## [DATASET]
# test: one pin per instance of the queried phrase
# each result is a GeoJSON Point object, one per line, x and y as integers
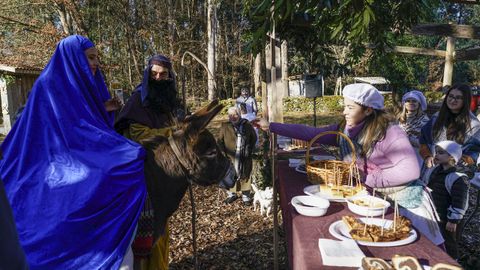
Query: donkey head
{"type": "Point", "coordinates": [192, 151]}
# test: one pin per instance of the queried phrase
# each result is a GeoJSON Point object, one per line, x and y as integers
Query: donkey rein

## [TASK]
Output every line of the data above as a numbered list, skipping blank lines and omitting the pictures.

## [FINAL RESULT]
1. # test: one pin per instance of the queried phrase
2. # each result is a GeoJSON Point object, one per line, x and y as integers
3. Query: donkey head
4. {"type": "Point", "coordinates": [192, 151]}
5. # test: one pin per instance of the queried phrase
6. # each result is a GeoJSON Point object, one per line, x and y as integers
7. Query: donkey rein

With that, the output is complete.